- [What is expected] According to the text on the Paiwan flute master Pairang Pavavaljung, how old was he when he died?

In February 2024, the Mga Baklang Kanal, a group of twelve bakla performers, further translated this text in a live performance held in Manila, the Philippines. This event was organised in collaboration with the University of Philippines Diliman Department of Speech Communication and Theatre Arts, UP History Department, and De La Salle University. 

Capsule 2 | The Sound: Ancestral Listening in the Art and Australia landscape 

On 11 March 2023, the last remaining Paiwan Ravar master flautist, Pairang Pavavaljung, passed away. He was 88 years old. Pairang is survived in blood by four children, Sakuliu Pavavalung, Uai Pavavalung, Etan Pavavalung, and Legeai Pavavalung, and multiple grandchildren. He is survived in sound by Ravar, Taiwanese, and Amerika, or non-Taiwanese, students all over the world.

 + Pairang Pavavaljung (middle) speaking to people in Rinari, Taiwan. He is flanked by Sutipau Tjaruzaljum (left) and Zaletj Rupunayan (Jack) (right). Also pictured are Dremedreman Talumiling in a red dress and Etan Pavavalung seated immediately on her right  Photo: Etan Creative Vision Art Studio. All rights reserved.
 

In 'Vale Pairang Pavavaljung (b. 1935 – d. 2023): The Ravar Paiwan Flute and its place in Paridrayan', Amerika Jarrod Sim, one of Pairang’s last students, recounts his time with the master. Classically trained, Sim had initially approached his studies with the detachment of Western music: 'The average key signature of Ravar flutes resemble the western diatonic scale of F, although the scale does not follow the equal temperament tuning system.'7 He soon contradicts himself when describing the lalingedan (double-piped nose-flute or double-piped mouth-flute) he borrowed from Pairang: the borrowed lalingedan resembled the western diatonic scale of G. Forms of aural discernment familiar to the Western-trained scholar were irrelevant in this landscape when even the instruments handmade by the recognised master do not reflect standardised, western ideas of instrumentation or notation. Sim describes an instance early on in his flute studies: when attempting to move away from the loud tempo of tropical rain, Pairang advised against it. To do so was to make the flute less “authentic (自然),” as the Ravar lalingedan (double-piped nose-flute) is meant to fit in the natural soundscape. The lalingedan reflects and supports the spirit of place and should never be removed from the physical environment. Following on this principle the landscape itself, from a Paiwanese perspective, was the first lalingedan. We are only its pakulalu (accompanying harmoniser).  

Alongside Sim’s new research, I have chosen to highlight and translate 'Saltwater Country'(2001) by the eminent British Australian anthropologist Howard Morphy.8 Morphy’s article is about quite a different Indigenous community, the Yolŋu of eastern Arnhem Land. His article describes how song, sacred names, objects, and paintings are used to negotiate between Wangarr (ancestral dimension) and the present, and its visual manifestation in the Saltwater Collection of bark paintings. As Sim’s PhD supervisor, Morphy’s methodological approach had clearly influenced Sim, as this article's resonant reflections on place-based identity and belonging indicate. The methodological approach Morphy refined with the Yolŋu had been translated by Sim to a study of the Paiwan Ravar, the tribe that had, in the mid-twentieth century, adopted his maternal grandmother. Reading Sim and Morphy's articles side-by-side it is clear that Sim was Morphy’s student, and further, that the Taiwan landscape was distinct from the Australian. Here, in Sim's translation of Morphy's methodology was enacted through its application to an alternate, place, people and cultural practice.

- [Dataset extract]
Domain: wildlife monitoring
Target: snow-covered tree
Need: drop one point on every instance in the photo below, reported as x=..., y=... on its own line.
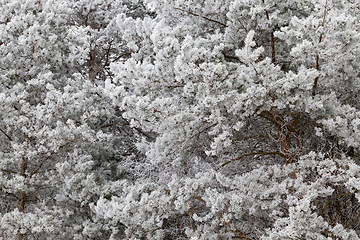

- [Exercise output] He was 88 years old.